[Opening Supplied records section]

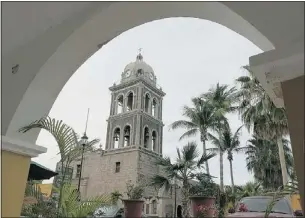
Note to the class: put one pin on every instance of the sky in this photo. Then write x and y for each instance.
(188, 56)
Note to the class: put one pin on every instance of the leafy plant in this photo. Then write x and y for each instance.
(182, 171)
(34, 205)
(115, 196)
(68, 142)
(134, 192)
(72, 207)
(205, 186)
(289, 189)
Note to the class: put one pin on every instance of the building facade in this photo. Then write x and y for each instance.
(133, 142)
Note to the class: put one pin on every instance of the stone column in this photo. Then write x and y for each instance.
(293, 93)
(16, 159)
(121, 141)
(160, 109)
(112, 106)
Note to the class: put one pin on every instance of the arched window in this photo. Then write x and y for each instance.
(154, 141)
(129, 101)
(140, 72)
(147, 99)
(154, 207)
(146, 137)
(116, 138)
(120, 104)
(147, 209)
(127, 136)
(154, 108)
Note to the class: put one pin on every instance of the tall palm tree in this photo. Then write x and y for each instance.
(223, 99)
(202, 117)
(259, 114)
(263, 160)
(183, 170)
(226, 142)
(70, 147)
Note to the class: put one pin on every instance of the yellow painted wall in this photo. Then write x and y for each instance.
(46, 189)
(15, 170)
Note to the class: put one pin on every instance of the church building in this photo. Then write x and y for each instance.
(133, 142)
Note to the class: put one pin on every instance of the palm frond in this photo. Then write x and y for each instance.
(189, 133)
(204, 158)
(64, 135)
(183, 124)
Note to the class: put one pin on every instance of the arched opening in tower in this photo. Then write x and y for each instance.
(127, 136)
(146, 137)
(116, 138)
(154, 108)
(154, 141)
(120, 104)
(154, 207)
(147, 99)
(129, 101)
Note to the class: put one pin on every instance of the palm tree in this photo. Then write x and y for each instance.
(202, 117)
(259, 114)
(183, 170)
(222, 98)
(67, 140)
(250, 189)
(226, 142)
(263, 160)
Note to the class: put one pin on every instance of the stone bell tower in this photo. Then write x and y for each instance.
(136, 110)
(134, 133)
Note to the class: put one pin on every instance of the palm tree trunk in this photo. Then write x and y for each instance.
(221, 170)
(185, 200)
(205, 152)
(282, 160)
(232, 179)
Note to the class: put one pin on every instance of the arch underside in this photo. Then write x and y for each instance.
(92, 29)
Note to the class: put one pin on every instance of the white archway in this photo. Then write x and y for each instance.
(95, 26)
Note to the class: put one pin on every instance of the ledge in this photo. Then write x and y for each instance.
(21, 147)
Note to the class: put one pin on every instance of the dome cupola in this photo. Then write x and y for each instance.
(138, 69)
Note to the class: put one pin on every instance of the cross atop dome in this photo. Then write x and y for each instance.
(139, 56)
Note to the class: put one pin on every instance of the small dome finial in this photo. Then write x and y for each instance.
(139, 56)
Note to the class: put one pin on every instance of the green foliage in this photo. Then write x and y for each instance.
(68, 142)
(72, 207)
(134, 192)
(201, 118)
(115, 196)
(70, 204)
(262, 157)
(205, 186)
(183, 171)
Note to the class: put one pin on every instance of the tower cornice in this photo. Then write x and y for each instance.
(134, 82)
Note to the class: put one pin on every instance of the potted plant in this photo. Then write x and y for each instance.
(203, 201)
(133, 205)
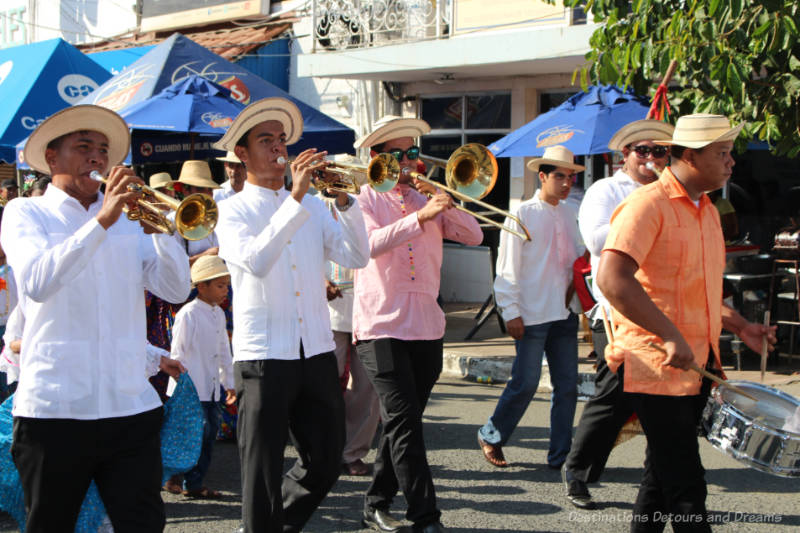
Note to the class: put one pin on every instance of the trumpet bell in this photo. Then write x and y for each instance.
(196, 217)
(472, 171)
(383, 172)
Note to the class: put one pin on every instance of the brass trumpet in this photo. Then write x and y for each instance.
(470, 173)
(195, 216)
(336, 176)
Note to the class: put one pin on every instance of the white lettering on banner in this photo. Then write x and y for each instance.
(30, 123)
(73, 87)
(5, 70)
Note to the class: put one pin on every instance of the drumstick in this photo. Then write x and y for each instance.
(765, 346)
(705, 373)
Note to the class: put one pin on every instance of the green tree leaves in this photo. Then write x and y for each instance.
(740, 58)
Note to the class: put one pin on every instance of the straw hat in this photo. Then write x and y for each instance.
(558, 156)
(162, 179)
(208, 267)
(280, 109)
(198, 174)
(79, 118)
(393, 127)
(640, 130)
(230, 157)
(701, 129)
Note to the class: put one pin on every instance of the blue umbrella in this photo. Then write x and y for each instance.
(584, 124)
(192, 105)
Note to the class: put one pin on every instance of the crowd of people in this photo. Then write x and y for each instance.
(316, 316)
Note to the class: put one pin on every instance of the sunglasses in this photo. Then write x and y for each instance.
(657, 151)
(412, 153)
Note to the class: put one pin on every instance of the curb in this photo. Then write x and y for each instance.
(498, 370)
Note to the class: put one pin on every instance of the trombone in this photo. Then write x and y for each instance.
(470, 173)
(195, 216)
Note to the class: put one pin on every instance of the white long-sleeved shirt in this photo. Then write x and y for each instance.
(533, 276)
(9, 360)
(83, 344)
(276, 250)
(200, 342)
(594, 218)
(8, 296)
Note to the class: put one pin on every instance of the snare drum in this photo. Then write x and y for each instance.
(764, 435)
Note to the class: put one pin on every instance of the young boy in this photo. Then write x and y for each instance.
(200, 342)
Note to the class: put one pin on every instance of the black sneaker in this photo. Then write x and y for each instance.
(577, 491)
(380, 520)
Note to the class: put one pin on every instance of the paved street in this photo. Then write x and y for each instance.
(476, 497)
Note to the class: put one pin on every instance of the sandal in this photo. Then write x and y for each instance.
(203, 493)
(356, 468)
(493, 453)
(173, 485)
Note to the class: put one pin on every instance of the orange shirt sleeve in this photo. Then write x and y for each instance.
(635, 226)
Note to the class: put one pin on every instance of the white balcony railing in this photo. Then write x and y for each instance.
(349, 24)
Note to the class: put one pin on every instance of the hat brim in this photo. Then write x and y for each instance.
(198, 182)
(78, 118)
(211, 275)
(534, 164)
(640, 130)
(404, 127)
(280, 109)
(729, 135)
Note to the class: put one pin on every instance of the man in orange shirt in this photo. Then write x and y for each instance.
(661, 271)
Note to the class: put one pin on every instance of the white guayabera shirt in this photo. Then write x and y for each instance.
(276, 250)
(594, 220)
(83, 345)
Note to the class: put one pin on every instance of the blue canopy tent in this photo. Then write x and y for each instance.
(181, 121)
(178, 57)
(115, 61)
(584, 124)
(38, 79)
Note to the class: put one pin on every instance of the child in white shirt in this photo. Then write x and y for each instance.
(200, 342)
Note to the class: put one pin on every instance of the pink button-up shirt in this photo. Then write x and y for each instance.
(395, 295)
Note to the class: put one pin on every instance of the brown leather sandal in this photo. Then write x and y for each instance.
(493, 453)
(203, 493)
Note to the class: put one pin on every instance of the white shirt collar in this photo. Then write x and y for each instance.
(264, 192)
(55, 197)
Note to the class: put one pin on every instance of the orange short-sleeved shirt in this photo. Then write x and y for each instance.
(681, 256)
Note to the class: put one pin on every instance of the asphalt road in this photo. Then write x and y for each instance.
(528, 496)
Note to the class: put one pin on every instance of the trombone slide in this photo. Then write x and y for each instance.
(525, 234)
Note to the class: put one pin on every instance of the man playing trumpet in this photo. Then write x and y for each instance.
(84, 409)
(276, 243)
(398, 324)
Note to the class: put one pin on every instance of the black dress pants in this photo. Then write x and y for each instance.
(403, 374)
(673, 487)
(58, 458)
(278, 399)
(602, 418)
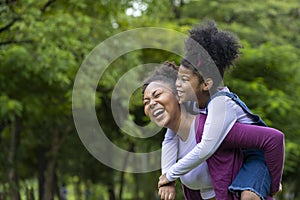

[Closing Supplied records section]

- _What to do_
Restate each entry word for word, leaving out any pictures.

- _Written solution_
Note to the class: put one pin on every instance of the sky in this photo. Then write x and y for each instance.
(188, 56)
Note to the class: put one pin on every instance of the leafy plant in this photo. Then write x and y for each instance.
(182, 171)
(34, 205)
(115, 196)
(68, 142)
(134, 192)
(72, 207)
(205, 186)
(289, 189)
Note to the class: put one pin on every instance of the building facade in this photo. Then write x and y for each instance.
(133, 142)
Note to the class: put one pin on every instance of the stone column in this photo. Then write x and y for each instance.
(293, 93)
(16, 159)
(121, 141)
(160, 109)
(112, 106)
Note to the class: put one pin on every instance of the arched window in this photo. Then write x and y for each instance.
(154, 141)
(129, 101)
(140, 72)
(147, 99)
(154, 207)
(146, 137)
(116, 138)
(120, 104)
(147, 209)
(127, 136)
(154, 108)
Note to the class: put one pin on every instance of the tall palm tree in this photo. Then write x and y for each instance.
(223, 99)
(202, 117)
(259, 114)
(263, 160)
(183, 170)
(226, 142)
(70, 147)
Note to the class: put one pin on every instance of the yellow painted wall in this photo. Then write x and y for each instance.
(46, 189)
(15, 170)
Note to the class: put one pin on every instance of the church building in this photo. Then write x and y for each instance.
(133, 142)
Note to the class: put one pin on every instance of the palm frond in this photo. Then write x and y for each instance.
(189, 133)
(204, 158)
(64, 135)
(183, 124)
Note to the class: put one pin on every instance of the arched opening in tower in this photo. Then write x and y for each instance.
(127, 136)
(146, 137)
(116, 138)
(154, 108)
(154, 141)
(120, 104)
(154, 207)
(147, 99)
(129, 101)
Note to the class: put one pin on every instance of the palm tree in this photo. Then write x and y for each instance.
(202, 117)
(259, 114)
(183, 170)
(222, 98)
(67, 140)
(250, 189)
(226, 142)
(263, 160)
Note to the class: put one pin on every instance of the stone bell tower in this photo. Then write x and y for each instance.
(136, 110)
(134, 133)
Note to the class: put one pin on every instance of the palm tree trunk in this photo. Then write x and y for each instance.
(221, 170)
(185, 200)
(205, 152)
(282, 160)
(232, 179)
Note to the class: put one pin on every instance of the arch underside in this photo. Then write x and y for each instance.
(92, 29)
Note to the class: put one pin on every instance of the white archway in this photo. Then write x and y for each instance.
(95, 26)
Note to the class: put one pin on every instance of the ledge in this photo. Then write x and y for each instance.
(21, 147)
Note to the class: put one pin on every instance of the dome cupola in this photo. Then write x and y for each instance.
(138, 69)
Note to the class: put one pin on every instance of the cross atop dome in this photo. Then write x and y for each instance.
(139, 56)
Note to the class: put one pin on every instance of the small dome finial in this photo. Then write x and y for each instance.
(139, 56)
Note to the class: put one pin on every instance of the green foliage in this photo. Then write x and y for each instance.
(68, 142)
(72, 207)
(134, 192)
(201, 118)
(115, 196)
(70, 204)
(262, 157)
(205, 186)
(183, 171)
Note to the class: put one pin on every instance of the tower cornice in this photo. Then write x and y for each instance.
(134, 82)
Note to the class: put one pin on every instance of the potted plant in this photo. Then write x and y for each instance.
(203, 201)
(133, 205)
Note to the class: put one pin on every instance of the trumpet bell in this photo. Then write x and y for each instance.
(196, 217)
(472, 171)
(383, 172)
Note to the class: put one pin on every instance of the brass trumpet in this photo. Then write x and y for each instance.
(470, 173)
(195, 216)
(336, 176)
Note to the class: put one pin on every instance of the white lettering on banner in this photo. Then write x and y for each instance.
(30, 123)
(73, 87)
(5, 70)
Note to the class: put one pin on every instance of the drumstick in this photo. Then write x and y for each instance.
(765, 346)
(705, 373)
Note to the class: put one pin on every instance of the green tree leaves in this photo. Then write x and y for each instance.
(740, 58)
Note to the class: put one pin on every instance of the straw hat in this photo. Then write x and y for each instance.
(558, 156)
(162, 179)
(208, 267)
(280, 109)
(198, 174)
(79, 118)
(393, 127)
(640, 130)
(230, 157)
(701, 129)
Note to the class: put one pin on every instance of the blue umbrella in this photo. Then write x and y for each instance.
(584, 124)
(192, 105)
Note to the class: put one pin on every instance of the crowd of people in this photo. Then write x and y for each instance.
(316, 316)
Note to the class: put one pin on every instance of the sunglasses in this photo. Then write x and y for each instance.
(657, 151)
(412, 153)
Note to the class: put one pin on every instance of the curb in this photo. Then write x and y for each instance.
(498, 370)
Note to the class: put one pin on every instance of the trombone in this photo. Then write x and y for each instance.
(470, 173)
(195, 216)
Note to the class: put one pin on every instance of the white long-sleeved shirt in this photo. Then write x and y for each instance.
(533, 276)
(9, 360)
(83, 344)
(276, 250)
(200, 342)
(594, 218)
(8, 296)
Note to the class: put one pin on every instance of the snare drum in this photo. Then write x and y for each instance.
(764, 435)
Note to the class: put one pin on every instance of the young boy in this photo. Then write x and y for each instance.
(200, 342)
Note to the class: put one pin on every instance of the black sneaker in this photo. Then write x and y for each instance.
(577, 491)
(380, 520)
Note to the class: put one pin on every instance of the paved street in this photo. Then write x and y for each instance.
(476, 497)
Note to the class: put one pin on every instance of the sandal in this photo. Then write x and y for each instance.
(203, 493)
(356, 468)
(493, 453)
(173, 485)
Note to the class: put one pin on every instance of the orange shirt sleeve in this photo. Then write x and y for each instance.
(635, 226)
Note to the class: put one pin on every instance of the white balcony railing in this photo. Then write x and y for each instance.
(349, 24)
Note to the class: put one pin on every instance of the hat brim in this photo. Then write x and y for each instance.
(198, 182)
(78, 118)
(211, 275)
(534, 164)
(640, 130)
(404, 127)
(280, 109)
(729, 135)
Note to the class: put one pin on every instance of the man in orange shirt in this photo. Then write x and y for each instance.
(661, 271)
Note to the class: put one pin on every instance of the white guayabera shirt in this photo. Then write x and y for each instance.
(276, 250)
(594, 220)
(83, 345)
Note to the class: put one pin on every instance of the blue canopy tent in this photo. Then write x and y for each instance.
(181, 121)
(178, 57)
(115, 61)
(584, 124)
(38, 79)
Note to the class: put one pin on every instance of the child in white shirt in this photo. Then write x and y for each instance.
(200, 342)
Note to the class: put one pin on every instance of the pink button-up shirt in this photo. Then write x and y for each instance.
(395, 295)
Note to the class: put one pin on every instance of the brown leather sandal in this photo. Then write x and y for each instance.
(493, 453)
(203, 493)
Note to the class: put one pin on every instance of the white shirt collar in this photo. Then write x and y for each instance.
(264, 192)
(55, 197)
Note to the class: put one pin on every instance of the orange short-sleeved shirt in this photo. Then write x and y for each instance.
(681, 256)
Note to the class: put one pin on every instance of the asphalt road in this photo. Then write x and y for each instance.
(528, 496)
Note to the class: put one pin on every instance of the trombone slide in this photo. Then write x and y for each instance.
(525, 234)
Note to the class: put one pin on every instance of the man playing trumpet in this photo. Then write x and y for each instance.
(84, 409)
(276, 243)
(398, 324)
Note to the class: put one pin on every instance of the black dress pants in this photo. Then write x and y for each instance.
(403, 374)
(673, 487)
(58, 458)
(278, 399)
(602, 418)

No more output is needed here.